### TEXT FOR ANALYSIS

To Cameroon Through Goons

        I’m smooth to the airport because I’ve driven there so many times, but old habits die hard as I sleep nearly straight through the flight. This is a shame because Cameroon is an unpopular destination and Air France not exactly a shabby airline: the 80 free seats on the flight leave everyone with enough room to feel like they’re in first class.
        On the ground in the third world is another story, as luxury ceases and temperature increases immediately upon disembarkment. The temperature I can handle: ~90 degrees is a nice intermediary between France and the ~100 we’ll see for India and Pakistan. Not so nice is what replaces luxury. Imagine every small interaction with authority that can provide a small sense of comfort with those in charge: an understanding smile from the woman in customs when one member of your 6-person party isn’t carrying her yellow fever proof of vaccination card, customs understanding that gee, maye they should let you into their country to give away computers, and police along the road smiling politely to the well-meaning foreigners as they diligently work to eliminate crime. Instead, replace these incidences and more with power-hungry, nepotistically appointed, wholly unnecessary bureaucrats concerned only with how large a chunk of the corruption pie they can sink their teeth into. Needless to say, 6 foreigners with more than a dozen large, suspicious bags doesn’t provide for the easiest of interactions. Just to make things more fun, we’re also harassed by volunteers to help (for a small fee, of course) whose performances are of low average quality. The best one of them can pull is kissing the window of our van; if you expect a donation, at least bring a decent performance.

### TASK REQUIREMENTS
Write the next part of the account of arriving in Cameroon, picking up after its last sentence. The records that come next have nothing to do with the account of arriving in Cameroon.

### RECORDED INFORMATION
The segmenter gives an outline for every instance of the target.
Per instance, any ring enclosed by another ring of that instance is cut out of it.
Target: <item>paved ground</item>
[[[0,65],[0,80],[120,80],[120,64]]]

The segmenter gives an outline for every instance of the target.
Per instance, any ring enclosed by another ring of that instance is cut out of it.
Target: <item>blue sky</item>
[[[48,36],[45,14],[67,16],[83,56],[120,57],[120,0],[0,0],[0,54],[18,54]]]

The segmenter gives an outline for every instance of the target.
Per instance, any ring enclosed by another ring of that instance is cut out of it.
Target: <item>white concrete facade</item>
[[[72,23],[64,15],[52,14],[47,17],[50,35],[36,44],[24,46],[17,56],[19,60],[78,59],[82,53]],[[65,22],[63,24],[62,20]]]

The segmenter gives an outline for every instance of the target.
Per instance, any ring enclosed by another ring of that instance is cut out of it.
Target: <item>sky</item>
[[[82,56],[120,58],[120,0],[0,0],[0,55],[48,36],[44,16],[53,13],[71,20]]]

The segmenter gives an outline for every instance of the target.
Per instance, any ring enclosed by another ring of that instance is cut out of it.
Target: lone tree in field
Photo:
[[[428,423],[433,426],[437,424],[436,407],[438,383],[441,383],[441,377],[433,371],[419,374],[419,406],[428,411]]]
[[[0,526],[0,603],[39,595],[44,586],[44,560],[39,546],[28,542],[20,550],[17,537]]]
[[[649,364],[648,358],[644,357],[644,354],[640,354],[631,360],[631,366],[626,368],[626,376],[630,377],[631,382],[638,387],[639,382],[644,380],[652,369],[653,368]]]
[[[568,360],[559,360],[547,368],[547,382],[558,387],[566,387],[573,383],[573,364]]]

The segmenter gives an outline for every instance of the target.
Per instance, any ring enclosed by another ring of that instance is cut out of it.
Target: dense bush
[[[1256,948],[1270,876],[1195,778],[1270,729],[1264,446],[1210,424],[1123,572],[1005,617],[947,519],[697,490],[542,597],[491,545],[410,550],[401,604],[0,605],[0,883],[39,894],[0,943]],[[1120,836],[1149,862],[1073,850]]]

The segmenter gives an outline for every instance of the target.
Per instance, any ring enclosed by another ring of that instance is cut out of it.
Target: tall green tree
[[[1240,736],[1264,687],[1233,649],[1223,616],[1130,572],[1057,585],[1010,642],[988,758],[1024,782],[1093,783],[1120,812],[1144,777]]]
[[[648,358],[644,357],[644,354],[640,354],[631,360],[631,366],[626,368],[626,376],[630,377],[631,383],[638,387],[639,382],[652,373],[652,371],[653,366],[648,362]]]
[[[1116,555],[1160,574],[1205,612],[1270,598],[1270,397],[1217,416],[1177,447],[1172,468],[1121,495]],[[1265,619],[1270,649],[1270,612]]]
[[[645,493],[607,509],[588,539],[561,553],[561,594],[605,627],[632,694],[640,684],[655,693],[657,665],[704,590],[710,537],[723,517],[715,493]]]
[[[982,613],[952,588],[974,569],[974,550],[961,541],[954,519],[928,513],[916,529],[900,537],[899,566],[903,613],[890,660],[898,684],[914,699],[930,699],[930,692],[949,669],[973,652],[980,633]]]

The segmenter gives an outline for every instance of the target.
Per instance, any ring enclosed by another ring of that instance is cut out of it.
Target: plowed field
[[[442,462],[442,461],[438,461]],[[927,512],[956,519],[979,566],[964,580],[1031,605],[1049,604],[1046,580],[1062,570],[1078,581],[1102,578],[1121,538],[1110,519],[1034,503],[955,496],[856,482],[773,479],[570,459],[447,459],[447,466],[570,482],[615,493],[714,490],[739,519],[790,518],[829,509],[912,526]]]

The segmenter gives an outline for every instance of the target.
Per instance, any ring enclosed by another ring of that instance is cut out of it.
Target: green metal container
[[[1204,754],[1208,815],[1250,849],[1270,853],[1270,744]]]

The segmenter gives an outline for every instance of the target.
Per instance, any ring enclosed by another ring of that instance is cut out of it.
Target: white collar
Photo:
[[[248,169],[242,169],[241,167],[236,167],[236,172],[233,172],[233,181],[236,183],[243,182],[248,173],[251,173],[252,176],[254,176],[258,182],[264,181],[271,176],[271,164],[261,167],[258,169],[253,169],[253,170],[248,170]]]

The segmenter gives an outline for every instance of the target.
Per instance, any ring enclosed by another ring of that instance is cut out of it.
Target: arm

### REPLY TO THE TASK
        Oh yeah: the van. In Ghana, we laughed from the spacious, shock-absorbed safety of our American-made 15-person behemoth at the skinny Toyotas we witnessed boucing down the road, 15-person in name only and replete with luggage precariously stacked on the roof and religious stickers on the windows. Our van for the trip is of the latter variety, down to the large “god who filled me up will not let me down” sticker complete with a soaring eagle on the window next to my seat. Who knew god worked at a gas station?
        I sleep in the car more out of sweaty stuffed discomfort than actual tiredness, missing our first police checkpoint but getting to ignore the fact I’m stuffed into a vehicle of laughable functionality. Stops at a computer store to buy a hardcore voltage transformer that weighs probably 10 pounds, a grocery shop featuring fresh-baked bread in the shape of a very large hand, and a bathroom of such stench that it makes me yearn for an overused porta-potty liven up the hour-odd drive to Batibo.
        Batibo is a small town near the base of the second-largest mountain in Africa, the name of which I of course forget. It’s home to Gilbert, Dr. Godlove Fonjweng’s (organizer of Cameroon leg of trip, dean in the college at Penn, accompanying us through the Cameroon leg) brother-in-law. The dinner Dr. Fonjweng’s sister prepares for us makes the trip worthwhile already. It involves that necessary travel food judgment call of whether to play it on the safe side and eat only granola and food you witness being prepared properly or to have more of a cultural experience by eating most any random food put in front of you, setting aside your dietary qualms to nibble away at that chunk of fish head that someone identifies as some native word but someone else says might be barracuda that you really hope isn’t barracuda because you vaguely remember reading something about barracuda often being poisonous...
        There are distinct advantages to being in a former French colony: wine and cheese. Even after independence, foodstuffs seem to tend to keep flowing from the motherland. A Bordeaux and a cabernet, even though I’m not quite sure what these are and can’t tell them apart, both nicely compliment the meal. And add another to the list of beers I’ve tried: some Cameroonian beer tastes like Pabst Blue Ribbon with sugar added.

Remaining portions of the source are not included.